• _Written instruction_: Update the records from the line with "Please annotate the cardboard" to the line with "<point>280,629</point>" by replacing "trash can" with "waste bin", leaving all other text unchanged. Return only those lines.

• _Input data_:
>>>>

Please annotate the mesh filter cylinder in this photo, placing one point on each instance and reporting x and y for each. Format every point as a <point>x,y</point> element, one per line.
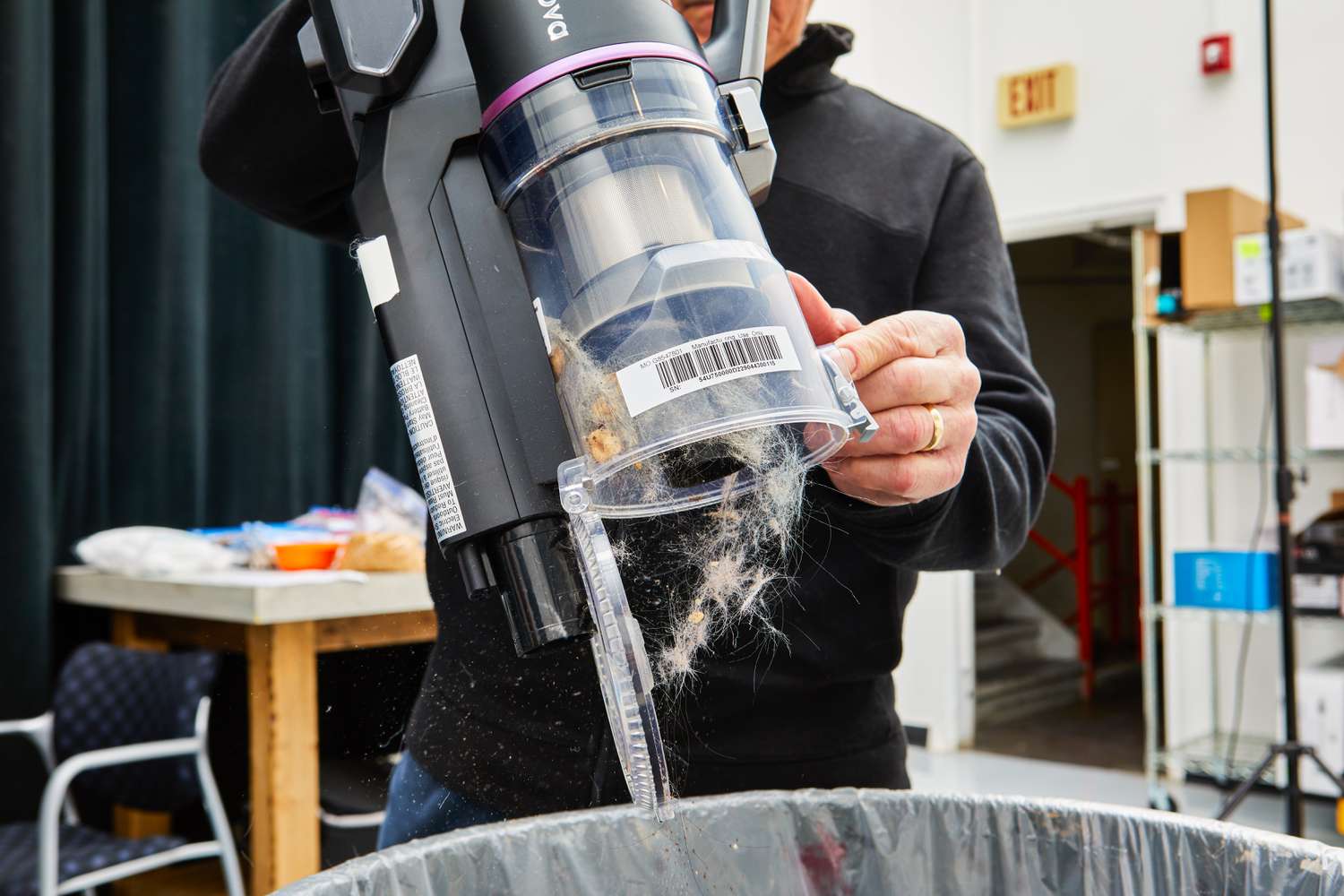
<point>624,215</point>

<<<<
>>>>

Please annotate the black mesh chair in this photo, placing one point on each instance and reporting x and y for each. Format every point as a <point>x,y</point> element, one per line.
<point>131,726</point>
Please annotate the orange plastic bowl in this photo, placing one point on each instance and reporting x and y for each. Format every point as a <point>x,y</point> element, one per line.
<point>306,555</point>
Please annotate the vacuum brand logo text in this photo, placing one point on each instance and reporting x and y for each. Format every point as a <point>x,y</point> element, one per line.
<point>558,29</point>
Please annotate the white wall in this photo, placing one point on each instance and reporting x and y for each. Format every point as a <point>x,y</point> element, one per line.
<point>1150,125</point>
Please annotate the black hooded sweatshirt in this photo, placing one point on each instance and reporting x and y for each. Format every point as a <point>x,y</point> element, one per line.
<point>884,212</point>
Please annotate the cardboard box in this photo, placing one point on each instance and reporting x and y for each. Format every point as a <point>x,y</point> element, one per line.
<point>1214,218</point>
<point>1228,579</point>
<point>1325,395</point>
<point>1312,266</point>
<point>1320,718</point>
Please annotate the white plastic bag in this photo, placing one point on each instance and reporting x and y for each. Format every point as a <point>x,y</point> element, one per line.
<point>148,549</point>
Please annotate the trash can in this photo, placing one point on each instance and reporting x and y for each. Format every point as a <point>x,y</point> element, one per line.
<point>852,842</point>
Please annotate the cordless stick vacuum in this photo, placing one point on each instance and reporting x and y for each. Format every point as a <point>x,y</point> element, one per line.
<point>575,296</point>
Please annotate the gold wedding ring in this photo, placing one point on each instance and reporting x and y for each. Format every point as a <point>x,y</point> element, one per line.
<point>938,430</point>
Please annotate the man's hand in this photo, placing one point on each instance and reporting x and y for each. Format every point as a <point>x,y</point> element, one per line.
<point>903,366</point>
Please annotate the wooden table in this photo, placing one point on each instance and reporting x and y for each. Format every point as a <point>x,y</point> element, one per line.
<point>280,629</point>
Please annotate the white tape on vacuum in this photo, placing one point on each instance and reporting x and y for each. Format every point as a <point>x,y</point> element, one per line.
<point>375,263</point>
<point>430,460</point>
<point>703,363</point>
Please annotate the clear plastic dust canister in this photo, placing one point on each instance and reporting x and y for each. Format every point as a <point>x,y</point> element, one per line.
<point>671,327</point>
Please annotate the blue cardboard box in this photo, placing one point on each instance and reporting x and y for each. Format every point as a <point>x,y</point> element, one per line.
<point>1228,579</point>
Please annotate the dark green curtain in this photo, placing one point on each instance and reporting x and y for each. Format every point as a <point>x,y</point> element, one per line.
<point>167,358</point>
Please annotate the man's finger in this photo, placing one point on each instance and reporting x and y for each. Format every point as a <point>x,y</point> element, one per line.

<<<<

• _The answer_:
Please annotate the cardboard box in this photo, placing one point on each instance and reporting x and y for each. Format every point as a <point>x,y</point> element, one per line.
<point>1214,218</point>
<point>1228,579</point>
<point>1325,395</point>
<point>1312,266</point>
<point>1320,718</point>
Please annotate the white plastic bag in this photo, placing one point on each instance and reporting x and y for each. Format every point as a <point>x,y</point> element, one per line.
<point>148,549</point>
Please annotate the waste bin in this photo, placing one point on each instance and reporting x and y for each. Format every point as a <point>x,y</point> element, one per line.
<point>852,842</point>
Please annotate the cordless stick vacuum in this photo, placing one point on each instance and reporting x and y for each. Format every point as a <point>x,y</point> element, one per line.
<point>575,296</point>
Please annotate the gold wedding ring in this photo, placing one point on each instance and reporting x and y for each. Format every point as a <point>x,y</point> element, one per line.
<point>938,430</point>
Please annotate the man's hand in this photo, placing one point on each instance and reporting x and y for each. Format every point as a <point>x,y</point> element, one per line.
<point>903,366</point>
Please annotate the wooden table in this photo, placing one point on each instance and reporting x and y for each. Format every point as a <point>x,y</point> element, one per line.
<point>280,629</point>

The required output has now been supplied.